> **Goal**
From the records below, pull out every line that contains the word "bright". Case counts, so match capital and small letters exactly.

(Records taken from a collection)
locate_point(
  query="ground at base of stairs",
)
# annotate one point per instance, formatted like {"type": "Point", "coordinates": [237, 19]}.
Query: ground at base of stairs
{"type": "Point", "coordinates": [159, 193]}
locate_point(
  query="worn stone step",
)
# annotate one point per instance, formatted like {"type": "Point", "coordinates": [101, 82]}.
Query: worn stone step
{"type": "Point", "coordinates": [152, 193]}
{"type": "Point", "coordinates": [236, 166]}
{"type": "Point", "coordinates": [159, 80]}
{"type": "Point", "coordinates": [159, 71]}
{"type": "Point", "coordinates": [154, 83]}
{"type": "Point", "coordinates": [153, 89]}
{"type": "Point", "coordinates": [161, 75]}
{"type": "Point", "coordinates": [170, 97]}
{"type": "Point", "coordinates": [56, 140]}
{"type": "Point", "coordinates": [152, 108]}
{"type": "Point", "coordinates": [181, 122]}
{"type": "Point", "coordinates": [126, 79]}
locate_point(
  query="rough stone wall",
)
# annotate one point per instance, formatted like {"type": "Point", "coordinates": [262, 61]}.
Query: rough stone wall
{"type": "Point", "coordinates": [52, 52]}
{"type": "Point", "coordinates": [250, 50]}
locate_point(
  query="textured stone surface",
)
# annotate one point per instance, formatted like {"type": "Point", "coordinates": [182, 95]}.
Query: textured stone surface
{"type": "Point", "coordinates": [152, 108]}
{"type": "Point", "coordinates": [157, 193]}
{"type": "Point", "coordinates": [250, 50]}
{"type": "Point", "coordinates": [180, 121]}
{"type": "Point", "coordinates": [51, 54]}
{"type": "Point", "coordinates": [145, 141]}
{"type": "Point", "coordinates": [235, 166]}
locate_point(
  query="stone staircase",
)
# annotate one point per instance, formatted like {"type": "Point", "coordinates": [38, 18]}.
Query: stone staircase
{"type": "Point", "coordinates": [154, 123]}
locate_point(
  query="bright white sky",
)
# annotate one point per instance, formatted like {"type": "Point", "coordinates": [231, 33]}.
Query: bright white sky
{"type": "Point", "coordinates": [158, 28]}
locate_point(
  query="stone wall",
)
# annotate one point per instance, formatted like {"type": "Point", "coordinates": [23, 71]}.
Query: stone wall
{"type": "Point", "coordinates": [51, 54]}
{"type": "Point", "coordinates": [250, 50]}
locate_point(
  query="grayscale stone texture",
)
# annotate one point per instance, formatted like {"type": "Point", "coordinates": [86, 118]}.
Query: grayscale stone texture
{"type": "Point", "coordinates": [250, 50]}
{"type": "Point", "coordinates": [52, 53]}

> **Exercise answer**
  query="bright white sky",
Query: bright white sky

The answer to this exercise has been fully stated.